> **Exercise goal**
Please reproduce, exactly and with nothing added, the lines of the material below that run from the one containing "Target: horse's knee" to the end.

-------- Data provided

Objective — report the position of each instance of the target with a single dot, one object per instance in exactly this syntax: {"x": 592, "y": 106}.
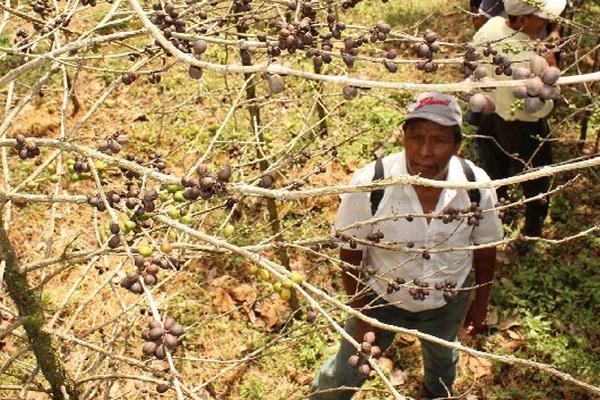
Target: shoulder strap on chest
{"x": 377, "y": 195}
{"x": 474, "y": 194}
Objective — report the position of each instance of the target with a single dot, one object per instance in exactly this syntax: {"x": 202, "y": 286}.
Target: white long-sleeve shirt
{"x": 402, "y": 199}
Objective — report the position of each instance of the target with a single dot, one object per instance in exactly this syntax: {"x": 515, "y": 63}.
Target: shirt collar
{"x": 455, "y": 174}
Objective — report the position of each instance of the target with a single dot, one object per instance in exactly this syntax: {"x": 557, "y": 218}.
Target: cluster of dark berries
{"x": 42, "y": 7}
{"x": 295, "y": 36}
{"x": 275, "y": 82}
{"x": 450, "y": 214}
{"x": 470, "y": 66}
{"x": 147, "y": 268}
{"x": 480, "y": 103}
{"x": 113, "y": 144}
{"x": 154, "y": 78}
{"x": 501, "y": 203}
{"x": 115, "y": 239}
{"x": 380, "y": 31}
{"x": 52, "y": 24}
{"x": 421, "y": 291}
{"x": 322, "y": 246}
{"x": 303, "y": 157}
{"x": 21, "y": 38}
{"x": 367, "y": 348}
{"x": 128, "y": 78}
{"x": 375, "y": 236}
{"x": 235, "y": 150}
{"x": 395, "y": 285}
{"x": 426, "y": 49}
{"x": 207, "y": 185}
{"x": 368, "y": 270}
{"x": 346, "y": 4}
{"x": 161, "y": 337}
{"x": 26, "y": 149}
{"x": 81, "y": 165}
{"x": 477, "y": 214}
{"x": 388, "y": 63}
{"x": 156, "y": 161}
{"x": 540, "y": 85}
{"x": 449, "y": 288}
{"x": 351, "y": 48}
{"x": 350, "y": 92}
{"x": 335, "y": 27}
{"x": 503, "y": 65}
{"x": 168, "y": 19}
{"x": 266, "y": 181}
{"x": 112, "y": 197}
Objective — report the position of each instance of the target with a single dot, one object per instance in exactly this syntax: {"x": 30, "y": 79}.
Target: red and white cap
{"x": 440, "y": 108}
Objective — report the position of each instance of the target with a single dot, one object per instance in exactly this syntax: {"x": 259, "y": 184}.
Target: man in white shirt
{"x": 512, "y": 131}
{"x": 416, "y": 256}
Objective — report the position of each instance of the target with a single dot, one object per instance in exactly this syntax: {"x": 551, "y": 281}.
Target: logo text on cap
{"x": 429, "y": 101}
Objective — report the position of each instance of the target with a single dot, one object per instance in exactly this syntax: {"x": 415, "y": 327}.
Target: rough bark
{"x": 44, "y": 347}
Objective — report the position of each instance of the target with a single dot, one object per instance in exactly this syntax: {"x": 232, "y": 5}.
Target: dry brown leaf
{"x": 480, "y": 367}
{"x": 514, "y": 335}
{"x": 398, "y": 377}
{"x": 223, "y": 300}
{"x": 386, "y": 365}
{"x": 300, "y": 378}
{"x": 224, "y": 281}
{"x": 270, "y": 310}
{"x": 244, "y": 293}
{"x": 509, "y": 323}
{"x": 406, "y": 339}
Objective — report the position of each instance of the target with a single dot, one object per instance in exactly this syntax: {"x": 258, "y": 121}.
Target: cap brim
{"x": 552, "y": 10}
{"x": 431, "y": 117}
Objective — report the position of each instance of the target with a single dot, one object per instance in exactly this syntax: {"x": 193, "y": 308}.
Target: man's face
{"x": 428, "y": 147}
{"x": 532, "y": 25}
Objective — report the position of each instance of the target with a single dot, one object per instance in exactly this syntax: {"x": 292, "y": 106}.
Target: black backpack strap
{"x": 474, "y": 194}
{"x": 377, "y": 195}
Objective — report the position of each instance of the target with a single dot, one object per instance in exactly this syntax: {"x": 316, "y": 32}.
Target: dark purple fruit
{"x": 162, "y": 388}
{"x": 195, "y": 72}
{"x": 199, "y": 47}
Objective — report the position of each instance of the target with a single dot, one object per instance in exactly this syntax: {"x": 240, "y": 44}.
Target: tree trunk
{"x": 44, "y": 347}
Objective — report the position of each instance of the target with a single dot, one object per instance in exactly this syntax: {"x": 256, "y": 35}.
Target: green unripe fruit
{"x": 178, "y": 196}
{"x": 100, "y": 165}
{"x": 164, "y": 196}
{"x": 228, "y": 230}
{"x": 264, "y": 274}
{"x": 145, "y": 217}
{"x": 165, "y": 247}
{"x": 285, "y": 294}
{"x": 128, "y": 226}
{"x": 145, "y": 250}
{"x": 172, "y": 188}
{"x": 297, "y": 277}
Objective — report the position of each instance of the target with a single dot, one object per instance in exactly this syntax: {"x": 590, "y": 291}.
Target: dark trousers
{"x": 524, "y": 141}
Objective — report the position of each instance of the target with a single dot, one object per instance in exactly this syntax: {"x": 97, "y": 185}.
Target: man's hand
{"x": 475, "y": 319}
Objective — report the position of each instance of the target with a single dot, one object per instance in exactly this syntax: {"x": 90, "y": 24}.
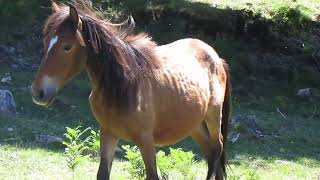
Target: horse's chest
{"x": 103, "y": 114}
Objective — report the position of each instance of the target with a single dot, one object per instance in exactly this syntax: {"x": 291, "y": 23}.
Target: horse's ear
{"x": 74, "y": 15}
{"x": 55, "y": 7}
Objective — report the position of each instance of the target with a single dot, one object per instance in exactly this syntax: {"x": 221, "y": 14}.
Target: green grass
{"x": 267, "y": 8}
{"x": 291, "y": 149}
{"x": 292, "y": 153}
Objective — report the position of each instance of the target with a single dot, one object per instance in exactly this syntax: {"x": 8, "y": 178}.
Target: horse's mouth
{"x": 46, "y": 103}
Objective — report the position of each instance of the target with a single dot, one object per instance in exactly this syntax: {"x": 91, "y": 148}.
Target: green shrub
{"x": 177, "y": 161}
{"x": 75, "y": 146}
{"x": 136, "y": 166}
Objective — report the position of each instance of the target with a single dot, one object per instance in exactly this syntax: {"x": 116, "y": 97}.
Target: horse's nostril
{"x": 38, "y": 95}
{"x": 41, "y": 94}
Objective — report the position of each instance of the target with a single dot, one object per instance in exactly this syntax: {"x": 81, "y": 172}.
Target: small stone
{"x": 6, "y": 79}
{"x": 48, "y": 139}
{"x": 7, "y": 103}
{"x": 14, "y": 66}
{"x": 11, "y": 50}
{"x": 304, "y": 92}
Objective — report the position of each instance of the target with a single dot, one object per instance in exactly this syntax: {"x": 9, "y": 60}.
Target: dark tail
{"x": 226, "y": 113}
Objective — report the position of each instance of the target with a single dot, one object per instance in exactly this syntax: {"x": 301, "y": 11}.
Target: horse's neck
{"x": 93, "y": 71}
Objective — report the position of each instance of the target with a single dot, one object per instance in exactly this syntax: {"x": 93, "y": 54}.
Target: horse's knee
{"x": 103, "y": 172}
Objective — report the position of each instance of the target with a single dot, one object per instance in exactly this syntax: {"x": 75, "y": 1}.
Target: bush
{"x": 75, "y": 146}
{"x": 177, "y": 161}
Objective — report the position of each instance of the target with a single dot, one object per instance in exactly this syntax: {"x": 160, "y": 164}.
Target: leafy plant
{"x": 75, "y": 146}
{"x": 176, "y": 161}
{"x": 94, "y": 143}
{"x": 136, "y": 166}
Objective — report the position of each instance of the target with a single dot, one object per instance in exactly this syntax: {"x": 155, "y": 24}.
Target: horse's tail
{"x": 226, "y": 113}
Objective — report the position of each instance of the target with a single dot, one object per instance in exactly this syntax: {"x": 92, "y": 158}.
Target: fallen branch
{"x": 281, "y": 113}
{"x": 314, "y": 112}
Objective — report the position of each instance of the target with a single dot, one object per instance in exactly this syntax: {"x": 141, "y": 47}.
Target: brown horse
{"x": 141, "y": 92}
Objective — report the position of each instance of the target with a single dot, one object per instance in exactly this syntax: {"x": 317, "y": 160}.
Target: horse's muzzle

----------------

> **Task solution**
Target: horse's knee
{"x": 103, "y": 172}
Objective — report the position of each instance of the target with a single dot, one object per instance in exactly this syntax: {"x": 75, "y": 1}.
Target: bush
{"x": 75, "y": 146}
{"x": 177, "y": 161}
Objective — report the position of each instance of the target with a single dot, one object per instance in exactly this syntax: {"x": 160, "y": 164}.
Target: leafy plant
{"x": 75, "y": 146}
{"x": 176, "y": 161}
{"x": 94, "y": 143}
{"x": 136, "y": 166}
Objective — report the position of each instance of the target with a single dot, one object per instance in exactly this syntax: {"x": 155, "y": 24}.
Target: horse's tail
{"x": 226, "y": 113}
Objective — report the position of each instance of the target with a single dot, one object per instance in exactly this syntax: {"x": 92, "y": 158}.
Target: fallen branch
{"x": 281, "y": 113}
{"x": 314, "y": 112}
Objective — report the position of each instance of the target with a single dot, one object per instance in exactly this syntax: {"x": 141, "y": 47}.
Target: brown horse
{"x": 141, "y": 92}
Objective — report the position of each instance of the target with a single dot, one object per instance in exactly this syntax: {"x": 317, "y": 160}.
Target: horse's muzzle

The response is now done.